*Problems and tasks*:
[a] Answer these questions using the Realty Income press release:
(i) What email address does the press release list?
(ii) How many consecutive common stock monthly dividends has the company declared to date?
(iii) In what year did Realty Income's public listing take place?
[b] Reproduce the stretch of the Realty Income press release from "48 Wall Street, 22nd" through "other related materials.".
[c] Proceed with the Realty Income press release, picking up after the last sentence shown.

*Extracted text*:
※
48 Wall Street, 22nd Floor
New York, New York 10005
Bank and Brokers Call Collect: (212) 269-5550
All Others, Please Call Toll-Free: (866)
796-7184
Email: realtyincome@dfking.com
This press release shall not constitute an offer to sell, or a
solicitation of an offer to buy, any of the securities described
herein and is also not a solicitation of the related consents. The
Exchange Offers were made only pursuant to the terms and conditions
of the Prospectus and the other related materials.
About Realty Income
Realty Income, The Monthly
Dividend Company®, is an S&P 500 company and member
of the S&P 500 Dividend Aristocrats® index. We
invest in people and places to deliver dependable monthly dividends
that increase over time. The company is structured as a REIT, and
its monthly dividends are supported by the cash flow from over
13,250 real estate properties primarily owned under long-term net
lease agreements with commercial clients. To date, the company has
declared 643 consecutive common stock monthly dividends throughout
its 55-year operating history and increased the dividend 123 times
since Realty Income's public listing in 1994 (NYSE: O).
Forward-Looking Statements
This press release contains
forward-looking statements within the meaning of the Private
Securities Litigation Reform Act of 1995, Section 27A of the
Securities Act of 1933, as amended, and Section 21E of the Exchange
Act of 1934, as amended. When used in this press release, the words
"estimated," "anticipated," "expect," "believe," "intend,"
※
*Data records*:
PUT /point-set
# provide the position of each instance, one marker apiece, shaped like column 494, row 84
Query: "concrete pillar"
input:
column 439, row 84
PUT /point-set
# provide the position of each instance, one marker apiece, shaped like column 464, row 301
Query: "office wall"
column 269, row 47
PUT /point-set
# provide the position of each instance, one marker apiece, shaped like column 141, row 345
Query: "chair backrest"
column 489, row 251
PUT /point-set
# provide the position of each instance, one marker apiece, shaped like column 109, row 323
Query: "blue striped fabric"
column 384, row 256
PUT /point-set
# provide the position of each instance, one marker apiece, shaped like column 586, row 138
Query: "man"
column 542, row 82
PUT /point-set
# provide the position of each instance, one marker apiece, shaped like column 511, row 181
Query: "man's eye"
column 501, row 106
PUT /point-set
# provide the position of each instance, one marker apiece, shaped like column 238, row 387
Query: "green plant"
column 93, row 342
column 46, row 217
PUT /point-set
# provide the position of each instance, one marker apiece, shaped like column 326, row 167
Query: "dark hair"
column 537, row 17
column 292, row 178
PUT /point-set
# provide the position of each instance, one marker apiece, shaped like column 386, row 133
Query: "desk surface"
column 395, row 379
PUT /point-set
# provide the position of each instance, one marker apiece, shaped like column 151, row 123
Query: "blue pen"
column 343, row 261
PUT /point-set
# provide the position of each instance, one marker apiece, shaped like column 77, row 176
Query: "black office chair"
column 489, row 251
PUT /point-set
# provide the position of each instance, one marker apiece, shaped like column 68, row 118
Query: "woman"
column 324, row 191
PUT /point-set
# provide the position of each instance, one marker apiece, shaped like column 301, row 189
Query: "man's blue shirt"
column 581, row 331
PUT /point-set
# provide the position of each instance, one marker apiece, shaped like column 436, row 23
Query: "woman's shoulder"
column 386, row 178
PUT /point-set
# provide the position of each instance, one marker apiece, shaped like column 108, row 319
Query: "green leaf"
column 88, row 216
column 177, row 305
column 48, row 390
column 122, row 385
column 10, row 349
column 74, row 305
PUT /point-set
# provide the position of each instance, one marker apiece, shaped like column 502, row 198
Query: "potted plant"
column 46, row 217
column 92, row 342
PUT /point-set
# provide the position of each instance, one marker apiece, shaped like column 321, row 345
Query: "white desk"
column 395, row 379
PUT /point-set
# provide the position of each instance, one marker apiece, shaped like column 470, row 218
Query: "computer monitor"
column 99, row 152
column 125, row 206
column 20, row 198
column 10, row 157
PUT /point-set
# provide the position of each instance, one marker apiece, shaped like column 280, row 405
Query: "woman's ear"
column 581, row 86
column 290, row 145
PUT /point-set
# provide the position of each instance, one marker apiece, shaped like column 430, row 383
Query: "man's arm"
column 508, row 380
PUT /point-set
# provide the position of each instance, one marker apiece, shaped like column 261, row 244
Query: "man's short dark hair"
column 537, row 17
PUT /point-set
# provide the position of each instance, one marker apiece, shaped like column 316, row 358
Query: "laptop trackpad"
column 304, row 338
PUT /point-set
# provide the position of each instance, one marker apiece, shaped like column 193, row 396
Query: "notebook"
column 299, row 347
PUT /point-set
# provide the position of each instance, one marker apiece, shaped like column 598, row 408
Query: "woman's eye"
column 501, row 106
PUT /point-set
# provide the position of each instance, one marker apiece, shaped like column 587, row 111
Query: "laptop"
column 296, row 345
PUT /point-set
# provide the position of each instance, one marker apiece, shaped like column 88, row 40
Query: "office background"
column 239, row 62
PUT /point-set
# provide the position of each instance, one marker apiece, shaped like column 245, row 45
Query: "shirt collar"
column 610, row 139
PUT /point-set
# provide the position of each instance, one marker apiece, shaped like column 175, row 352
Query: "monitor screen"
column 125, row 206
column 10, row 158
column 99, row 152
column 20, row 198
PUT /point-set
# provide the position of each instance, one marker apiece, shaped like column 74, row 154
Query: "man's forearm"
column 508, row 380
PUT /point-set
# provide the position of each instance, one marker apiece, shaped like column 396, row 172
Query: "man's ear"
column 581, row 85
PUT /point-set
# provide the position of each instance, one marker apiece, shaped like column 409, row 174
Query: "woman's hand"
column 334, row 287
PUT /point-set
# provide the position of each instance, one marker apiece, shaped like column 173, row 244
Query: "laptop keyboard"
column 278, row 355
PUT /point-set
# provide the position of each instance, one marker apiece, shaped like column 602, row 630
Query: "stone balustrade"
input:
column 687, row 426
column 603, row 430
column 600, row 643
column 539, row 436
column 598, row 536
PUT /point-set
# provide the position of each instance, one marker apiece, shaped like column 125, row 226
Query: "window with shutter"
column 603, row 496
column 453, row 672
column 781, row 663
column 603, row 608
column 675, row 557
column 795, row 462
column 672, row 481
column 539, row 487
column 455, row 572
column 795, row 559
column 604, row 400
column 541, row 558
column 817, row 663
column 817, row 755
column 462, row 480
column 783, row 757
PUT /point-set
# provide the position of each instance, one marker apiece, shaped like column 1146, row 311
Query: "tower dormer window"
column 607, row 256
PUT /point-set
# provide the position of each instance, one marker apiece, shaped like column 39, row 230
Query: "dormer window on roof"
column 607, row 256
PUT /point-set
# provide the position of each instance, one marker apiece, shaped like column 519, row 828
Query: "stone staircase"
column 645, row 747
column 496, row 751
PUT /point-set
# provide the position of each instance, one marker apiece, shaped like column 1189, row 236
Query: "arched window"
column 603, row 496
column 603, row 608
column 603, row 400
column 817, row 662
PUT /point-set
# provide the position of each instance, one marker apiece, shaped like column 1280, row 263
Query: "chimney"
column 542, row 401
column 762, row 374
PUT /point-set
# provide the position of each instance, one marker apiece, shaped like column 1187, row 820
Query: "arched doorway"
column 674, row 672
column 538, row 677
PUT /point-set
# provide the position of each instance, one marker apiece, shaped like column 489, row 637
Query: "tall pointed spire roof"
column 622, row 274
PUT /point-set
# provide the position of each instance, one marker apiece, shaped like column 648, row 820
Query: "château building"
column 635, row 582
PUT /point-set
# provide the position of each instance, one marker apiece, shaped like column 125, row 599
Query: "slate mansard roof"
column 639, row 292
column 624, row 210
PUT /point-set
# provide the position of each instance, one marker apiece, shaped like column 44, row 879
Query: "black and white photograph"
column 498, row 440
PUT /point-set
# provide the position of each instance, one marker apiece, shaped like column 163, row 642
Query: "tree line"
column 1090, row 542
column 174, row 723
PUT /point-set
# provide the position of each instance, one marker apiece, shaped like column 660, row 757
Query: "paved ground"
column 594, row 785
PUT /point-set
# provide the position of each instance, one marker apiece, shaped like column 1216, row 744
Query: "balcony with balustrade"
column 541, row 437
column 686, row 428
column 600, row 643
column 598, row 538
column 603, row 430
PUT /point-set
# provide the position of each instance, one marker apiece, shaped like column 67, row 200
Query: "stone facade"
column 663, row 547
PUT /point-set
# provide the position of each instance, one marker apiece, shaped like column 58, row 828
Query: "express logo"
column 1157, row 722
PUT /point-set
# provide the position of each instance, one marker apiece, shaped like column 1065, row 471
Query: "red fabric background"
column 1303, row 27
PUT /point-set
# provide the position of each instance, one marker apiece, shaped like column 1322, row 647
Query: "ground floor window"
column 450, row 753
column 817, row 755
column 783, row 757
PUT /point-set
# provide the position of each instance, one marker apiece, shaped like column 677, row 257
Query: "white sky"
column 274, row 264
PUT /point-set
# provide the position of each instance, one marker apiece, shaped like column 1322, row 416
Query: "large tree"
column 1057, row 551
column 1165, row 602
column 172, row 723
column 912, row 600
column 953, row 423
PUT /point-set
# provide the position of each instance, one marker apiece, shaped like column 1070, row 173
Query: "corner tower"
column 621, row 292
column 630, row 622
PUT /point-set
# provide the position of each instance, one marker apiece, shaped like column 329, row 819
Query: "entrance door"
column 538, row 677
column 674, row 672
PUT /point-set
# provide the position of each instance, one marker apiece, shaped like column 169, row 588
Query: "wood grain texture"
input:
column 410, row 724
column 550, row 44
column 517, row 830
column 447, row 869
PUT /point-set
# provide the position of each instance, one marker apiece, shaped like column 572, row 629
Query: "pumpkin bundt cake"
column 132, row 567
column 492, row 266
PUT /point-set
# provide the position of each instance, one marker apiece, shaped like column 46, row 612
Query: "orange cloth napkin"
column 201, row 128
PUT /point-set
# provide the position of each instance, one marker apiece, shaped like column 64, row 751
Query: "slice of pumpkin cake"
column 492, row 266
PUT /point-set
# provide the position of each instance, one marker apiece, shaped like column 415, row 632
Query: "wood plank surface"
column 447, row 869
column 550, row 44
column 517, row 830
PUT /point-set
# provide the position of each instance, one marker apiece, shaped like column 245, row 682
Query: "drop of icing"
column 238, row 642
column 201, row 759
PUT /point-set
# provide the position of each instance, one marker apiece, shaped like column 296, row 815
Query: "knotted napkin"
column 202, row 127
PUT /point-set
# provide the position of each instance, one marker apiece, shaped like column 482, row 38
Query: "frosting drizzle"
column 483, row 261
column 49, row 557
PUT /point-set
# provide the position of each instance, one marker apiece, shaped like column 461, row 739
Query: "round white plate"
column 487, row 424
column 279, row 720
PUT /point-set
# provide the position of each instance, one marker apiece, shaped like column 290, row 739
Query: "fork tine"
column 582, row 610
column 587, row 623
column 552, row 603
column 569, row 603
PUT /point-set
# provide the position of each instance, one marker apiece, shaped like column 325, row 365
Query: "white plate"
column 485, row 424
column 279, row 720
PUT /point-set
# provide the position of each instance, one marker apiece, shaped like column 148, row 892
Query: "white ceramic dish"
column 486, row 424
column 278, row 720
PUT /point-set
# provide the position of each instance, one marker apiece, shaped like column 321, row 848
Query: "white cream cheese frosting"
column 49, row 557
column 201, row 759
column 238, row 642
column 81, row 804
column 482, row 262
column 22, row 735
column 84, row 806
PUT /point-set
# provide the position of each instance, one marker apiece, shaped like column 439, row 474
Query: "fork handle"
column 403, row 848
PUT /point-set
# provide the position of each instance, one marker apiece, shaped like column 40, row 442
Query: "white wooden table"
※
*Numbered responses*:
[a]
(i) realtyincome@dfking.com
(ii) 643
(iii) 1994

[b]
48 Wall Street, 22nd Floor
New York, New York 10005
Bank and Brokers Call Collect: (212) 269-5550
All Others, Please Call Toll-Free: (866)
796-7184
Email: realtyincome@dfking.com
This press release shall not constitute an offer to sell, or a
solicitation of an offer to buy, any of the securities described
herein and is also not a solicitation of the related consents. The
Exchange Offers were made only pursuant to the terms and conditions
of the Prospectus and the other related materials.

[c]
"continue," "should," "may," "likely," "plans," and similar
expressions are intended to identify forward-looking statements.
Forward-looking statements include discussions of Realty Income's
business and portfolio; strategy, plans, and the intentions of
management; and statements regarding the Exchange Offers and Merger
including the anticipated closing dates, projected impact of the
Merger on its business, results of operations, financial condition
or prospects. Forward-looking statements are subject to risks,
uncertainties, and assumptions about us which may cause its actual
future results to differ materially from expected results. Some of
the factors that could cause actual results to differ materially
are, among others, its continued qualification as a real estate
investment trust; general domestic and foreign business, economic,
or financial conditions; competition; fluctuating interest and
currency rates; inflation and its impact on its clients and us;
access to debt and equity capital markets and other sources of
funding; continued volatility and uncertainty in the credit markets
and broader financial markets; other risks inherent in the real
estate business including its clients' defaults under leases,
increased client bankruptcies, potential liability relating to
environmental matters, illiquidity of real estate investments, and
potential damages from natural disasters; impairments in the value
of its real estate assets; changes in domestic and foreign income
tax laws and rates; its clients' solvency; property ownership
through joint ventures and partnerships which may limit control of
the underlying investments; current or future epidemics or
pandemics, measures taken to limit their spread, the impacts on
Realty Income, its business, its clients (including those in the
theater and fitness industries), and the economy generally; the
loss of key personnel; the outcome of any legal proceedings to
which Realty Income is a party or which may occur in the future;
acts of terrorism and war; the structure, timing and completion of
the Merger or Exchange Offers and any effects of the announcement,
pendency or completion of the Merger, including the anticipated
benefits therefrom; and those additional risks and factors
discussed in its reports filed with the SEC. Readers are cautioned
not to place undue reliance on forward-looking statements.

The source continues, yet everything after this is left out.